JOB:
Count the lines in the data below that contain the string "positive" with the same capitalization, and reply with only that number.

=== Section Start ===

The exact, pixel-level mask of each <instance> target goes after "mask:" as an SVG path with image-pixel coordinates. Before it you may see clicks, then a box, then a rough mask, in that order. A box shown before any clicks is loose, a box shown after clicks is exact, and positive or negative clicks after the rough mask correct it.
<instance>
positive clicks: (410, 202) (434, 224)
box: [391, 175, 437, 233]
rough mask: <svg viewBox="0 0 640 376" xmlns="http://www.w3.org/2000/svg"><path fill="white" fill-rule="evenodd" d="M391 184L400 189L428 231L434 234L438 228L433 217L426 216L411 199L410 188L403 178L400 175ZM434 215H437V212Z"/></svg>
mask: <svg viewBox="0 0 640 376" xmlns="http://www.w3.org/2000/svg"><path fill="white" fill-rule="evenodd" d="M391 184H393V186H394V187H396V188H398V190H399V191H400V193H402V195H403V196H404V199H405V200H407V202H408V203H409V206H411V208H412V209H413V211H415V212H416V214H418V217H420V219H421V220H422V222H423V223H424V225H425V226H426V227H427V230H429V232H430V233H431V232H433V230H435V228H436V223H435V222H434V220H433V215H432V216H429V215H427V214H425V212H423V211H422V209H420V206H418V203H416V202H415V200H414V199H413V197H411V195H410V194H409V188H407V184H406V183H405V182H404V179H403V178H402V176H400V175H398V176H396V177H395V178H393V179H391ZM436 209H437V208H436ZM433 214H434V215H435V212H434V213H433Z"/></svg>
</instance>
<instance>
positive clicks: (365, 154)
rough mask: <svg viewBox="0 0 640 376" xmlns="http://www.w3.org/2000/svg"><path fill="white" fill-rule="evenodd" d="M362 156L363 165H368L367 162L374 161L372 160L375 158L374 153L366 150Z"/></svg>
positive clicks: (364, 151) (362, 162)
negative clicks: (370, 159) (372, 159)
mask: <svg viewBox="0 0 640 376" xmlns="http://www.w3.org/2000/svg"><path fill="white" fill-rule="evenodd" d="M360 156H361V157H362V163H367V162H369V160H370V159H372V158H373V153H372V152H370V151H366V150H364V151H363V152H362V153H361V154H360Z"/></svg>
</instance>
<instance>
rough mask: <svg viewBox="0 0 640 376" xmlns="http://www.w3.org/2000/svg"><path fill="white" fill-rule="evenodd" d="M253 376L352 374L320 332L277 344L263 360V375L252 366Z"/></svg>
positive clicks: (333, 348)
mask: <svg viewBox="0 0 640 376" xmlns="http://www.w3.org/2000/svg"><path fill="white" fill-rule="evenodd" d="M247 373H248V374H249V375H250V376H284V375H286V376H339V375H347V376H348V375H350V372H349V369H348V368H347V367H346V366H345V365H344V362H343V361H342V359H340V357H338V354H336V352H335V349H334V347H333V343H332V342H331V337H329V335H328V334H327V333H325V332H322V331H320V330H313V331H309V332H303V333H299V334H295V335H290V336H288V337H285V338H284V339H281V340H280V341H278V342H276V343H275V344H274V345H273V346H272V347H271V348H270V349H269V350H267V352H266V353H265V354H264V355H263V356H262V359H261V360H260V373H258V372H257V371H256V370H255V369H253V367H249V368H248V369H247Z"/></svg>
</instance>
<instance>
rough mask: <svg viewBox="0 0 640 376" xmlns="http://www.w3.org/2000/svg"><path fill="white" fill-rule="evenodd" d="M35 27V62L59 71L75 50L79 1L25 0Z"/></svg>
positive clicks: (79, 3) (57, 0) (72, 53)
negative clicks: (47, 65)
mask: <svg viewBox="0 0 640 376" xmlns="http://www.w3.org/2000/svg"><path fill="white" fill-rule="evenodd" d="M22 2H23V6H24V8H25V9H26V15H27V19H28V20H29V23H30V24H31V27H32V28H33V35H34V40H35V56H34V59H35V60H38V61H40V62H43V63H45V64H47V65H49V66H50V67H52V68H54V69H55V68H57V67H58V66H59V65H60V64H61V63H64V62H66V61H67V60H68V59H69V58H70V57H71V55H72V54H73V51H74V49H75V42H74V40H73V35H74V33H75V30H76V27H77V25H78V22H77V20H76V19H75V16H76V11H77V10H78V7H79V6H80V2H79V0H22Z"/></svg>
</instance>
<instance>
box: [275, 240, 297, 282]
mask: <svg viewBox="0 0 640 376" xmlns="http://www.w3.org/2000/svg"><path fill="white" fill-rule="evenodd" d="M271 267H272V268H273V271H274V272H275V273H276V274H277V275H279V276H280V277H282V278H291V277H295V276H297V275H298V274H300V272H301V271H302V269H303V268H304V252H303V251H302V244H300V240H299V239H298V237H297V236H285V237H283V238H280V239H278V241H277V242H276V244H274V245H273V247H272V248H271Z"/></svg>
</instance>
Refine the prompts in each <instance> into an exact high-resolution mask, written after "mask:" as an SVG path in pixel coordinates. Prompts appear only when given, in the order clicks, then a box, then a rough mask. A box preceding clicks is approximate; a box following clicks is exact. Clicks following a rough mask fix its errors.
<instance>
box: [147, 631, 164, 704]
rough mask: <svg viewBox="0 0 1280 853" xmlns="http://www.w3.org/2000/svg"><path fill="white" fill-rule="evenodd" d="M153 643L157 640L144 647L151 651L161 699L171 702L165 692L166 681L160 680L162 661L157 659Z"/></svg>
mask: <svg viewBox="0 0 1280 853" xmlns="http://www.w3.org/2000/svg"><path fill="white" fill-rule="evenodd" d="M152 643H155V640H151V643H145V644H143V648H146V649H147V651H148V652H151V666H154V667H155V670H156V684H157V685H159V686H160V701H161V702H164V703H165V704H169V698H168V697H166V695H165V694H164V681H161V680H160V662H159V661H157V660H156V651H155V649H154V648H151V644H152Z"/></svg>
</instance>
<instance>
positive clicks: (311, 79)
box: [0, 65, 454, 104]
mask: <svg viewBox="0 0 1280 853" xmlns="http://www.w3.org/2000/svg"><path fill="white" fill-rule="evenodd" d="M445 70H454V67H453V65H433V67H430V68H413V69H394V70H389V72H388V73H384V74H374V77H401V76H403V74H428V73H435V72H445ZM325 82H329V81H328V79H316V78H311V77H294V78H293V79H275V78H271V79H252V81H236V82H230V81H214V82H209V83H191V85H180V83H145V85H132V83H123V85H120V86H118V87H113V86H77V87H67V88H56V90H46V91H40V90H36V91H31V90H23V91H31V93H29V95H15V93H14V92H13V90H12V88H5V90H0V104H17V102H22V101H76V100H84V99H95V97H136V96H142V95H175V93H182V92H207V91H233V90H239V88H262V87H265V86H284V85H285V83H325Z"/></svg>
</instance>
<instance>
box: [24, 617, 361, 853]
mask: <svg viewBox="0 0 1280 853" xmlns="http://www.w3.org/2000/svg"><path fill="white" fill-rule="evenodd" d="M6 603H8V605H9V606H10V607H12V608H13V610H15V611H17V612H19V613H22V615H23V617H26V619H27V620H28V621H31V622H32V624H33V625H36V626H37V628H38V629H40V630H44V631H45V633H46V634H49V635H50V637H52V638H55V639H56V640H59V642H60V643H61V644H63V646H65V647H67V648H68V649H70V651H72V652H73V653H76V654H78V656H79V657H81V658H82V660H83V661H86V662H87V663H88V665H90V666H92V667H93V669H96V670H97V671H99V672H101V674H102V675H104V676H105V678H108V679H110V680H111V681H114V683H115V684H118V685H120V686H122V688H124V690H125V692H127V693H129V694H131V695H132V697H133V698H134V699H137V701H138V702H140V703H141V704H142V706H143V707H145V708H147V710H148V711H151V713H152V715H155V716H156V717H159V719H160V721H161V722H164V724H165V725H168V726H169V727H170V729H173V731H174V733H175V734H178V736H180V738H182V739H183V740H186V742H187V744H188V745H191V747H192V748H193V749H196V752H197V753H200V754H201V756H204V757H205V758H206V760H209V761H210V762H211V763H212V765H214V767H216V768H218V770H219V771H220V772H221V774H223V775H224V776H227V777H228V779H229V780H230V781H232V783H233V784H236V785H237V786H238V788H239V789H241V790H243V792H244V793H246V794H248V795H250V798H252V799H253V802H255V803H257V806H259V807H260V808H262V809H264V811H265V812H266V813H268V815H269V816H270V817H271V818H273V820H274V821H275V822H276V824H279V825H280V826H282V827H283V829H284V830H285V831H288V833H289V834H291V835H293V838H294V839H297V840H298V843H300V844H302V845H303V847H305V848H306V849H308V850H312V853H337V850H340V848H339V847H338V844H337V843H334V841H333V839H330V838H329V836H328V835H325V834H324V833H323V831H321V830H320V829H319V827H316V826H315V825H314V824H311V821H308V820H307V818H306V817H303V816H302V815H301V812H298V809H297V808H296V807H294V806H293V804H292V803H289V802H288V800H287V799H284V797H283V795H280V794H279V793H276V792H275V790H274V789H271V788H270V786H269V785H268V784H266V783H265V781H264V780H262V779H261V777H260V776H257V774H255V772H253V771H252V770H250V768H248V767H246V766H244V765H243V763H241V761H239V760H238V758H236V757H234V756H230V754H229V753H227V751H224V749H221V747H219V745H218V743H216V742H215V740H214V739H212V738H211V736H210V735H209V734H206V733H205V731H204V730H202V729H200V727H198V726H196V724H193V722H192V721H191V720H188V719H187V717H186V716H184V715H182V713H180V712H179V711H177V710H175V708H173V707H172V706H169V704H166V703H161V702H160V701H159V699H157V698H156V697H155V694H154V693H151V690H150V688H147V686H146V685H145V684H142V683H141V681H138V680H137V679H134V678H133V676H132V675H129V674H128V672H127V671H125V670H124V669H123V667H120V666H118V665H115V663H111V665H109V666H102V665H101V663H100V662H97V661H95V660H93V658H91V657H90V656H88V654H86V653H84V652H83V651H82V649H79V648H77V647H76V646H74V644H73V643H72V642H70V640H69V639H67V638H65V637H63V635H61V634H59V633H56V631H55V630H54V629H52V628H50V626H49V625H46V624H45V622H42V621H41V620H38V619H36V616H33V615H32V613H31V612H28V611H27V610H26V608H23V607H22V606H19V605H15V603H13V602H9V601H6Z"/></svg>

=== Section End ===

RESPONSE:
7